¿Puedes reproducir completo y sin ningún cambio el fragmento sobre la mendicidad que aparece a continuación?

### Fragmento de página
________

    Para la Edad Media la mendicidad fue un elemento bien integrado al cosmos cristiano que nunca generó inconvenientes en cuanto tal. En los orígenes de la modernidad comenzó a ser asociada a la idea de ocio improductivo y vagancia, y más aún en el momento en que la Revolución industrial comenzó a demandar inauditas cantidades de mano de obra. De ser un pobre de Cristo destinado a despertar piadosos sentimientos en almas pecadoras el mendigo se transformó en un holgazán vivía de los demás gracias al dominio del “arte” de dar lástima. Numerosas legislaciones comenzaron a ocuparse de lo que comenzó a ser visto como un problema. La Ley de Pobres inglesa de 1662 preveía que los “pícaros, vagabundos, holgazanes, personas fuera del orden y mendigos reincidentes” fuesen llevados a las plantaciones de ultramar a trabajar forzosamente durante siete años como sirvientes. En la Buenos Aires dieciochesca el virrey Vértiz publicaba un bando en 1779 en el cual obligaba a trabajar en la cosecha de la campaña a todos los “gauderios bagamundos y gente ociosa”. De la misma manera el gobernador entrerriano Justo J. de Urquiza sancionaba en 1860 una Ley de Vagos en la cual el vago era definido como aquella persona que no estaba en condiciones de demostrar fehacientemente de qué vivía. Se lo condenaba a tres meses de trabajos públicos, con todos los agravantes en caso de reincidencia.

________

Entradas del conjunto de datos
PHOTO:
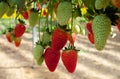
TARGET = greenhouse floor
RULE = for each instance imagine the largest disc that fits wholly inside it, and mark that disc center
(18, 63)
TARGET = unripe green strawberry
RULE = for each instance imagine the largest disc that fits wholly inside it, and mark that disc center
(64, 12)
(11, 2)
(46, 38)
(10, 11)
(3, 8)
(99, 4)
(33, 19)
(19, 3)
(89, 3)
(101, 28)
(38, 52)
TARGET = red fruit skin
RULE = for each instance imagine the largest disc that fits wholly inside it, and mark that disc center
(51, 58)
(69, 59)
(25, 15)
(19, 30)
(17, 41)
(59, 39)
(89, 27)
(8, 36)
(118, 26)
(91, 37)
(39, 6)
(116, 3)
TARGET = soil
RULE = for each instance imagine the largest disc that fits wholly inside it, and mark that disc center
(18, 62)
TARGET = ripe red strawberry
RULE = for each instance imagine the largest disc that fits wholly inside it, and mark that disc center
(39, 6)
(19, 30)
(25, 15)
(69, 59)
(17, 41)
(91, 37)
(59, 39)
(51, 58)
(118, 26)
(89, 27)
(8, 36)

________

### Respuesta redactada
    Para la Edad Media la mendicidad fue un elemento bien integrado al cosmos cristiano que nunca generó inconvenientes en cuanto tal. En los orígenes de la modernidad comenzó a ser asociada a la idea de ocio improductivo y vagancia, y más aún en el momento en que la Revolución industrial comenzó a demandar inauditas cantidades de mano de obra. De ser un pobre de Cristo destinado a despertar piadosos sentimientos en almas pecadoras el mendigo se transformó en un holgazán vivía de los demás gracias al dominio del “arte” de dar lástima. Numerosas legislaciones comenzaron a ocuparse de lo que comenzó a ser visto como un problema. La Ley de Pobres inglesa de 1662 preveía que los “pícaros, vagabundos, holgazanes, personas fuera del orden y mendigos reincidentes” fuesen llevados a las plantaciones de ultramar a trabajar forzosamente durante siete años como sirvientes. En la Buenos Aires dieciochesca el virrey Vértiz publicaba un bando en 1779 en el cual obligaba a trabajar en la cosecha de la campaña a todos los “gauderios bagamundos y gente ociosa”. De la misma manera el gobernador entrerriano Justo J. de Urquiza sancionaba en 1860 una Ley de Vagos en la cual el vago era definido como aquella persona que no estaba en condiciones de demostrar fehacientemente de qué vivía. Se lo condenaba a tres meses de trabajos públicos, con todos los agravantes en caso de reincidencia.